Filter the rows that follow and copy every line containing the word "below". Case counts, so copy only lines where it appears with that exact capitalization.

[Stored items from a collection]
☆ ☆ ☆ ☆ ☆

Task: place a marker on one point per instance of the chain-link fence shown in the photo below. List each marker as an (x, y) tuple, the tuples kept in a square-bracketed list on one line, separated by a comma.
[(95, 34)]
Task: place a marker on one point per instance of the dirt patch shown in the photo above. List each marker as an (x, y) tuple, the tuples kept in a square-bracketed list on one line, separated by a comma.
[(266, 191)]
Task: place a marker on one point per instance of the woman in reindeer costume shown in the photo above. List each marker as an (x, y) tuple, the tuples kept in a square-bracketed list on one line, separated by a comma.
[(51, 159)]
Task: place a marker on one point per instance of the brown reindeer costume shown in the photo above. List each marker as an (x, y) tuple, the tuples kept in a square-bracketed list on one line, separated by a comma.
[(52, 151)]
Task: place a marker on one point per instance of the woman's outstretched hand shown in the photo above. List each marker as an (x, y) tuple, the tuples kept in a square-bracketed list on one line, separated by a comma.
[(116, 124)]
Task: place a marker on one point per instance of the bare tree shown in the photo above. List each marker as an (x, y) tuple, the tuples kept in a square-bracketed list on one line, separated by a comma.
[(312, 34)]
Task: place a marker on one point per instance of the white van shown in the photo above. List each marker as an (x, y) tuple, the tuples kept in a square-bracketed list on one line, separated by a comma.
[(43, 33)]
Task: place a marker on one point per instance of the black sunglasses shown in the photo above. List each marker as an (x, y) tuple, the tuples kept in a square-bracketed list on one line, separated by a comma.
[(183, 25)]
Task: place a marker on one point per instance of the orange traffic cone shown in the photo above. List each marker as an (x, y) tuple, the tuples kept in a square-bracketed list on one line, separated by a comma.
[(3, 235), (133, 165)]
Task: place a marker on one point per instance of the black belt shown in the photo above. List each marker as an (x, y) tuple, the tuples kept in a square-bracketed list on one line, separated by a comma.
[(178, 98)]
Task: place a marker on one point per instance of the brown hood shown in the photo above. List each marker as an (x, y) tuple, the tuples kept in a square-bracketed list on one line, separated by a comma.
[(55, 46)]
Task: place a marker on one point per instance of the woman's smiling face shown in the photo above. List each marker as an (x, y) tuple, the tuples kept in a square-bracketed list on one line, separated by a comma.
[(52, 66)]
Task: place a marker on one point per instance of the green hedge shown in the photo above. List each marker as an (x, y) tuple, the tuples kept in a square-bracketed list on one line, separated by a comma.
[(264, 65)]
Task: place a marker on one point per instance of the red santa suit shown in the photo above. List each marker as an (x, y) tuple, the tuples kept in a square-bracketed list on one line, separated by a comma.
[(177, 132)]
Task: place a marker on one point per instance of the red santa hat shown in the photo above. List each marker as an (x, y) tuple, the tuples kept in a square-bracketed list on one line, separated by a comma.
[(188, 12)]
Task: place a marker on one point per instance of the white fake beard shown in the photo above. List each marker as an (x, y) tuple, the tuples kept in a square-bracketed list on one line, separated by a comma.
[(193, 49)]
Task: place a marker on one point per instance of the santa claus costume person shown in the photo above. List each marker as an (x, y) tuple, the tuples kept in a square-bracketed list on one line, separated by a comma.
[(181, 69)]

☆ ☆ ☆ ☆ ☆

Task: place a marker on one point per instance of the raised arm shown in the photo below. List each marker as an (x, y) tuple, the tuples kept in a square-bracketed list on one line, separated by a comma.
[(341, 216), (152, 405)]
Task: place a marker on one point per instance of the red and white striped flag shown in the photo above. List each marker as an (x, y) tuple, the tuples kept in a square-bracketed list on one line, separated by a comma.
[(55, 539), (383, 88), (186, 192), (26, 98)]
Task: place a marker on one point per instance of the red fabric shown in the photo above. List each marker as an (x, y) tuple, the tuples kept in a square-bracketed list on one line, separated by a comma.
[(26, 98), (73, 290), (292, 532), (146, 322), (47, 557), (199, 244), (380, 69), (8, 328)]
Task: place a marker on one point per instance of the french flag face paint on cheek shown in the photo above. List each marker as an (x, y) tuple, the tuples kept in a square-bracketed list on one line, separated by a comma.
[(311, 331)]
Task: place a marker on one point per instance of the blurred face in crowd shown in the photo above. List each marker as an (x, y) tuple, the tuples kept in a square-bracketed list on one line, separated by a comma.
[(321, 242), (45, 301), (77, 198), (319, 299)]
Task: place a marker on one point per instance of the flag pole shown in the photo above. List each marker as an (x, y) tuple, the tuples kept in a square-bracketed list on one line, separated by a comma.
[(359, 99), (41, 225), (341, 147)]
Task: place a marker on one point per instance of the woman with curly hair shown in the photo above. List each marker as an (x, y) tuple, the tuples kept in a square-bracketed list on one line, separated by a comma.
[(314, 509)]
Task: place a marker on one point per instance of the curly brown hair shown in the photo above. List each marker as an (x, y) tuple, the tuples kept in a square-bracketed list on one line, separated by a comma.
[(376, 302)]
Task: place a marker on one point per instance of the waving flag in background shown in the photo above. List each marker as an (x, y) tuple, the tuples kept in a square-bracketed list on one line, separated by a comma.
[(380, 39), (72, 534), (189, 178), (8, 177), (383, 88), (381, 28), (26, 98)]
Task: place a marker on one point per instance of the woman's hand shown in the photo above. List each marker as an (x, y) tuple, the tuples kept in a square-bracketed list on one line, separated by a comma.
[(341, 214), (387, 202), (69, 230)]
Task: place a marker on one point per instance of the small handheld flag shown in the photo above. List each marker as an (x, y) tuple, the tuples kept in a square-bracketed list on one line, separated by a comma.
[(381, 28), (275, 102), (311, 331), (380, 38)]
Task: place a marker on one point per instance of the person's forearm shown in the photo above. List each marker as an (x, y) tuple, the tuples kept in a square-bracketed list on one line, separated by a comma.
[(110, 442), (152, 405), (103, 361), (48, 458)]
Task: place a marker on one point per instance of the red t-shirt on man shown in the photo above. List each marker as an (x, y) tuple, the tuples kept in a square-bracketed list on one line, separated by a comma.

☆ ☆ ☆ ☆ ☆

* [Result of the exercise]
Task: place a marker on one point per instance of the chain-link fence shown in the photo below. List each marker as an (x, y) tuple, the tuples kept in a square-bracketed list on one line, separated by a comma.
Task: place a marker on one point per instance of the raised arm shown in the photo below. List each marker as an (x, y) tuple, the tuples kept in a square-bracketed list on one line, separated by a comma.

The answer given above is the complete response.